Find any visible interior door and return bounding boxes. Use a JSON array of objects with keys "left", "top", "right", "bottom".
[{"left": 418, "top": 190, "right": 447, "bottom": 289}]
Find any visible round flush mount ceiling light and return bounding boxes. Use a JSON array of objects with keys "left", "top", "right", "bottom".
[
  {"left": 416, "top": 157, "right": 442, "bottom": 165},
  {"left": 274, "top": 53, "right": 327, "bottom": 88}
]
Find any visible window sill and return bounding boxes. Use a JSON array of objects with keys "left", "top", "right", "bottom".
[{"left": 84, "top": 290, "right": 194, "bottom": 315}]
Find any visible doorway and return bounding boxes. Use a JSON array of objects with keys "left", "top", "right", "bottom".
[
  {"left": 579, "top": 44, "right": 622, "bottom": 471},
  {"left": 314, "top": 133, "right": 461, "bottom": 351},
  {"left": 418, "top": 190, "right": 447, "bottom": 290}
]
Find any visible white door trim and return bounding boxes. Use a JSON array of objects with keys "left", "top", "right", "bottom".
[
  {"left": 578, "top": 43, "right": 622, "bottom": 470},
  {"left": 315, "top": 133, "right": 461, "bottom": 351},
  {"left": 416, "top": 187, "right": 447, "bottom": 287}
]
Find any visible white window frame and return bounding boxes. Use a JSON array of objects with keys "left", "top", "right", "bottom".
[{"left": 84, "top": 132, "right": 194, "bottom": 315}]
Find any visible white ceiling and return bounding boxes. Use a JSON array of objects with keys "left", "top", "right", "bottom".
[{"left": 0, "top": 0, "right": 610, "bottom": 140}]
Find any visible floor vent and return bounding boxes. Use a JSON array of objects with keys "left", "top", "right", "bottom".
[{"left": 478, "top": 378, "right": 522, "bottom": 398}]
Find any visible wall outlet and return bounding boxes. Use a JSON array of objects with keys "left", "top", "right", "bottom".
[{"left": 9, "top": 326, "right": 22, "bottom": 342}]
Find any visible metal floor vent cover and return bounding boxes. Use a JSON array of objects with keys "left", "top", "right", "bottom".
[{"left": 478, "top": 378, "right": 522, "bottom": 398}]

_____

Output the data above as a Markdown table with the columns "Row" and "Line". Begin at the line that contains "Find any visible floor", stop after the last line of the data, number each line in Row, and leave out blank lines.

| Row | Line |
|---|---|
| 1 | Find any visible floor vent and return bounding boxes. Use a JSON array of objects with keys "left", "top", "right", "bottom". |
| 2 | [{"left": 478, "top": 378, "right": 522, "bottom": 398}] |
| 3 | Find any visible wall outlet and return bounding boxes. Use a JSON array of objects with keys "left", "top", "right", "bottom". |
| 4 | [{"left": 9, "top": 326, "right": 22, "bottom": 342}] |
| 5 | Find any visible metal floor vent cover and return bounding boxes. Use a JSON array of objects with keys "left", "top", "right", "bottom". |
| 6 | [{"left": 478, "top": 378, "right": 522, "bottom": 398}] |